#### [Tarefa A]
Reproduza o trecho do texto sobre a corrida e o cérebro entre "Que não restem" e "ginástica e compreenderá!", inclusive.
#### [Tarefa B]
Prossiga com o texto sobre a corrida e o cérebro a partir da última frase apresentada.

#### [Texto fornecido]

Que não restem dúvidas: a corrida é razão de prazer, mesmo para reles camundongos. Se a corrida frenética, voluntária e compulsiva do seu bichinho não o convencer, experimente dificultar o acesso à rodinha. Seu camundongo fará o que for necessário — subir escadas, apertar botões, escalar grades — para poder usar a ’esteira’. Pense no bem-estar que você sente após a aula de ginástica e compreenderá!
Esse bem-estar parece ser coisa de opióides que o cérebro produz para si mesmo durante o exercício. Opióides são substâncias de ação analgésica e poderosos formadores de vício que incluem as conhecidas morfina e heroína, produtos vegetais e versões como a endorfina, encefalina e a dinorfina, fabricadas pelo próprio cérebro. Morfina e heroína agem diretamente sobre o sistema de recompensa do cérebro: elas ativam-no e ao mesmo tempo levam-no a um processo de habituação que faz com que doses cada vez maiores sejam necessárias para surtir o mesmo efeito. O outro lado da habituação é que, com a exposição prolongada às drogas, o que antes era o nível ’zero’ de atividade do sistema de recompensa, mantido sem que nada de especial fosse feito, agora depende de estimulação externa para ser atingido. O resultado é a síndrome de abstinência — o conjunto de sensações de mal-estar que fazem com que o comportamento passe a se dirigir totalmente à obtenção de mais estímulo para o sistema de recompensa.
Com o opióide produzido pelo cérebro em resposta à corrida não é diferente. Negue a um camundongo ou humano corredor de longa data acesso à sua rodinha ou estrada e ele exibirá todos os sinais de abstinência que você reconhece em alguém tentando largar o cigarro, como agitação e agressividade. O exercício, sobretudo o crônico, ativa diretamente o núcleo acumbente do sistema de recompensa do cérebro, mais especificamente aqueles neurônios do núcleo que produzem dinorfina e distribuem esse opióide a outras regiões do cérebro. Com apenas um mês de exercício diário na rodinha (e provavelmente já antes disso), a produção de dinorfina no núcleo acumbente do cérebro dos camundongos aumenta de forma crônica, em um exemplo de adaptação do sistema ao novo hábito. Não por acaso, um dos efeitos diretos da ativação dos neurônios que fabricam dinorfina é justamente o aumento da locomoção — correndo na rodinha, na esteira ou na estrada.

#### [Listagem fornecida]
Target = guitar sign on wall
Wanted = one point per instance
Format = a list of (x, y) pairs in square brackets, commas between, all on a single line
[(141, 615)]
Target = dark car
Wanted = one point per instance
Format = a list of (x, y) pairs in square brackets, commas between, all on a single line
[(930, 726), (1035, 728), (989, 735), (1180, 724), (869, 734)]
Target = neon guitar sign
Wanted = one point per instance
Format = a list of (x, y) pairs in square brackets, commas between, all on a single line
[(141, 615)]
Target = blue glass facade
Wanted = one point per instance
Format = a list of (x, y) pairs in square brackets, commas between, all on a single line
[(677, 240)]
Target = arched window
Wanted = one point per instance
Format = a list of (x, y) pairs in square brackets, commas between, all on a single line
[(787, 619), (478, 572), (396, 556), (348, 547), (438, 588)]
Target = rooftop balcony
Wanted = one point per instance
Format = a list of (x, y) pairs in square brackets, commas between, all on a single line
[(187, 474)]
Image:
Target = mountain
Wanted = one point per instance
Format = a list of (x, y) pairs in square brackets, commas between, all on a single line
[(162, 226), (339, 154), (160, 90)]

#### [Resposta A]
Que não restem dúvidas: a corrida é razão de prazer, mesmo para reles camundongos. Se a corrida frenética, voluntária e compulsiva do seu bichinho não o convencer, experimente dificultar o acesso à rodinha. Seu camundongo fará o que for necessário — subir escadas, apertar botões, escalar grades — para poder usar a ’esteira’. Pense no bem-estar que você sente após a aula de ginástica e compreenderá!

#### [Resposta B]
Preocupado de ver a sua corridinha matinal ser chamada vício? Não fique. Vício ela é, de fato — ao menos de acordo com a classificação emergente dos comportamentos que têm em comum a ativação do sistema de recompensa do cérebro. Mas, juntamente ao prazer da música, da comida, do sexo, do aprendizado e das pequenas e grandes realizações cotidianas, esse é um prazer que vem de dentro. Como tal, a ativação do sistema de recompensa acontece dentro de limites estipulados pelo sistema — dentro da ’margem de segurança’, por assim dizer. O resultado é que o cérebro consegue lidar com os ajustes necessários, e busca constantemente nova estimulação como em qualquer outro vício, mas sem chegar a extremos que desviem o comportamento em direção a uma busca constante de níveis anormalmente altos de atividade do sistema de recompensa que só podem ser atingidos pela ação direta de drogas.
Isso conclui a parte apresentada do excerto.